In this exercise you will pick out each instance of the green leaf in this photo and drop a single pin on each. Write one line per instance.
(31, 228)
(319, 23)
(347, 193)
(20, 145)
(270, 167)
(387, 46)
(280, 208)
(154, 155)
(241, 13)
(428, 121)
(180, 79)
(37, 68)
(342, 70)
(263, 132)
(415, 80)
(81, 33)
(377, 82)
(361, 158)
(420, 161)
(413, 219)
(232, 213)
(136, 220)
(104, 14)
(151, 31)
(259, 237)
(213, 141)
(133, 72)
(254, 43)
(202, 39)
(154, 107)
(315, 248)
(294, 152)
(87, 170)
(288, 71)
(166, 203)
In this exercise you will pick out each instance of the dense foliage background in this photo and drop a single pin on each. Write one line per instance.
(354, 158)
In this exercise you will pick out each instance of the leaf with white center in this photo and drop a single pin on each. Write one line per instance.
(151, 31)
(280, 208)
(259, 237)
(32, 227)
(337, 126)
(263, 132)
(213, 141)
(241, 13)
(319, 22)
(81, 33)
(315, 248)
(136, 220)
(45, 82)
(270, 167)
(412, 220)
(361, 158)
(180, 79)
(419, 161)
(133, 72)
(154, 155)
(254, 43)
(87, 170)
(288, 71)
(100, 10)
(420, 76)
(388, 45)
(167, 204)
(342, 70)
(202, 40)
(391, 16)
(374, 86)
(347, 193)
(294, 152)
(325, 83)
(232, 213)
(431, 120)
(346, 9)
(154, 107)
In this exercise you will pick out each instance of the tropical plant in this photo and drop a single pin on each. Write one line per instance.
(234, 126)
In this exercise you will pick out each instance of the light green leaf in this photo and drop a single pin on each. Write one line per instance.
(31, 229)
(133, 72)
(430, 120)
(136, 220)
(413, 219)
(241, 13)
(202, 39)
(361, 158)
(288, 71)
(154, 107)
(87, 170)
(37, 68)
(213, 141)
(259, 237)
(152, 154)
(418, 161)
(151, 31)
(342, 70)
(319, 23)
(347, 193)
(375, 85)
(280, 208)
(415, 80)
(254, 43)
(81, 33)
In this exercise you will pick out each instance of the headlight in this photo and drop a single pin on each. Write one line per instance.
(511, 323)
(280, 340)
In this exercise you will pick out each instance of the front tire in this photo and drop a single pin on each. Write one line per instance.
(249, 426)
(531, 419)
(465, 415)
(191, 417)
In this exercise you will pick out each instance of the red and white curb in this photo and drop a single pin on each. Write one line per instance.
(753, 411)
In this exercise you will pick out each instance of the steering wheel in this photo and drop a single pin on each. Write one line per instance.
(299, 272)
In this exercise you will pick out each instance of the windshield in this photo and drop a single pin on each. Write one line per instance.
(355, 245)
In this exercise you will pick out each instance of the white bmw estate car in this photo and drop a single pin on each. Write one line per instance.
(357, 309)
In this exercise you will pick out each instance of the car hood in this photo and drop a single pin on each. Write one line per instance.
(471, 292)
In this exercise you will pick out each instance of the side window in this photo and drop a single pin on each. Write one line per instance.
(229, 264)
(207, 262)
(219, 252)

Given request: Scale by 2.45 every coordinate in the answers from the row containing "the car hood" through the final row, both included, rounding each result to the nearest whole number with halves rounded up. Reproduce those rows in full and leave all other wording unchanged.

Exercise answer:
In this exercise you will pick out each instance of the car hood in this photo and drop a single pin on each. Write one line per instance.
(1154, 715)
In this exercise you will pick out each instance of the side window in this photo and drop a single pin on each. Write one line per instance.
(561, 647)
(507, 642)
(537, 617)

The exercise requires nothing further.